Copy all the material that follows, keeping every character the same.

:::::

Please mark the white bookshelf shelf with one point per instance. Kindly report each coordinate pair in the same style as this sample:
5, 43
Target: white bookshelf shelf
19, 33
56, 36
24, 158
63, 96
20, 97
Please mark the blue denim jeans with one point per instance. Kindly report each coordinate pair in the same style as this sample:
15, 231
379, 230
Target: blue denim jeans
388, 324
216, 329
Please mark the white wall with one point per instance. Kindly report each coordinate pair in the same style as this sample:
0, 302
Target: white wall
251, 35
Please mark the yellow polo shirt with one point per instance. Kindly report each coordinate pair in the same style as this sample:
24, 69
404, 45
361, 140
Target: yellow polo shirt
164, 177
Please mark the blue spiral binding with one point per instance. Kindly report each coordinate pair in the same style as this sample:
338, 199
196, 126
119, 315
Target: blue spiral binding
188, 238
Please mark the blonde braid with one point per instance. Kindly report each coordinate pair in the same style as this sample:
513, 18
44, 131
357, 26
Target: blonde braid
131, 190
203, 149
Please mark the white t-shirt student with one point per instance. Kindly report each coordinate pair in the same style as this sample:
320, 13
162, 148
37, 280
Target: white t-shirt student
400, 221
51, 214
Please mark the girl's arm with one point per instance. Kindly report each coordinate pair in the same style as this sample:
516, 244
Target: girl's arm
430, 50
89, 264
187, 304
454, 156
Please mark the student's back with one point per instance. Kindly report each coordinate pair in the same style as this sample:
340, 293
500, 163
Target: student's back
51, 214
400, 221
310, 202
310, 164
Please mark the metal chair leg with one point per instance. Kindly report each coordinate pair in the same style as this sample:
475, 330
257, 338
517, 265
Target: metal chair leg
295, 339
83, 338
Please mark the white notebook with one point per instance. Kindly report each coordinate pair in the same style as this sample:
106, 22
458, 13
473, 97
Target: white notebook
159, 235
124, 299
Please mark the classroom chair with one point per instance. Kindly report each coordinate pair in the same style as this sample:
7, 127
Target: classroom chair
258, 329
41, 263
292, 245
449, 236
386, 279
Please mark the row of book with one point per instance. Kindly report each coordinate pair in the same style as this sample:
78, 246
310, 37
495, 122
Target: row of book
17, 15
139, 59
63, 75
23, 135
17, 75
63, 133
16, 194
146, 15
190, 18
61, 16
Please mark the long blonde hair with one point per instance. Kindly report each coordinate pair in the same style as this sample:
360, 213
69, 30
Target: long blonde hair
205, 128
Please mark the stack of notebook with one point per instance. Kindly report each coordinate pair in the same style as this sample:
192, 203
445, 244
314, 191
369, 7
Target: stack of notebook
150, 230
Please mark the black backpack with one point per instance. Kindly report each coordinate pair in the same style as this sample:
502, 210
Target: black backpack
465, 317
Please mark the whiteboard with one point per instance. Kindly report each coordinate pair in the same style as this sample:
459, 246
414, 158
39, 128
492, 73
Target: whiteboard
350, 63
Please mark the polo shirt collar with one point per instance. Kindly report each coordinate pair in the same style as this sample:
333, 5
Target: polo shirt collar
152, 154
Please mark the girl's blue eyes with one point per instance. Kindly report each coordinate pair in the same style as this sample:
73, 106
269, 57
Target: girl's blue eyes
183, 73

:::::

## Answer to the problem:
Please mark the white bookshelf shelf with one point per instance. Kindly report each coordinate pair in the same style as this sample:
5, 43
Target: white bookshelf shelf
19, 33
56, 36
24, 158
63, 96
20, 97
Please mark the blue denim jeans with one point per instance. Kindly report each coordinate pair in the same style as this sample:
15, 231
379, 230
Target: blue denim jeans
388, 324
216, 329
Please mark the white wall with one point per instance. Kindly report each coordinate pair in the same style as this sample:
0, 302
Target: white wall
251, 35
Please mark the yellow polo shirt with one point per instance. Kindly report each coordinate pair in the same style as this sample:
24, 69
404, 45
361, 140
Target: yellow polo shirt
164, 177
Please mark the blue spiral binding with one point per instance. Kindly report each coordinate pair in the same style as this sample:
338, 199
196, 126
119, 315
Target: blue spiral binding
188, 238
Please mark the blonde braid with one point per instance. Kindly report each coordinate pair in the same style as this sample:
513, 18
44, 131
357, 26
Target: blonde braid
131, 190
203, 149
Please mark the white t-shirt student with one point per instance. Kindly report each coordinate pair in the same style as this sample:
320, 13
162, 148
37, 280
Target: white t-shirt student
400, 221
51, 214
Please mark the girl's arm with one point per instance. Kindly report each coordinate pair in the same style as this sample:
516, 244
Target: girl's arm
430, 50
89, 264
187, 304
454, 156
Please mark the student's back with one point per instance. Kindly report each coordinate pair in the same style as this sample:
340, 293
500, 163
Target: student's back
51, 214
400, 221
310, 202
310, 164
Please mark the metal chair leg with one point per instance. Kindly report each coordinate pair in the same style as this sample:
475, 330
257, 338
517, 265
Target: metal chair leg
295, 339
83, 338
Please mark the white notebook with one point per instance. Kindly report each coordinate pair in the same style as this sample:
106, 22
458, 13
473, 97
Target: white notebook
159, 235
124, 299
Please mark the classroom chair with one point per instance. Kindly report each coordinate pair in the same style as this sample:
7, 127
Target: classroom chair
258, 329
41, 263
292, 245
449, 236
386, 279
Please mark the row of book with one point per instance. Kindly report each coordinate pair in the same style as this sample:
78, 246
310, 37
495, 122
Target: row of book
17, 15
139, 59
63, 75
23, 135
17, 75
63, 133
16, 194
146, 15
190, 18
61, 16
Please mark the long blonde hair with one point per instance. Kindly report each coordinate pair in the same style as this sample:
360, 213
69, 30
Target: long blonde hair
205, 128
Please mark the stack of notebook with one point per instance. Kindly report each coordinate pair in the same style as this sample:
192, 203
445, 244
314, 191
369, 7
Target: stack of notebook
150, 230
Please mark the black backpack with one point per instance. Kindly report each coordinate pair in the same style as this sample:
502, 210
Target: black backpack
465, 317
Please mark the whiteboard with one point per instance. Kindly report each coordinate pair in the same style as this sample:
459, 246
414, 158
39, 128
492, 73
Target: whiteboard
350, 63
Please mark the polo shirt collar with one point per instance. Kindly report each coordinate pair in the same style as this sample:
333, 5
Target: polo shirt collar
152, 154
Please mark the girl's blue eyes with one point per instance. Kindly report each coordinate pair in the same style as this sample:
73, 106
269, 57
Target: girl's blue eyes
183, 73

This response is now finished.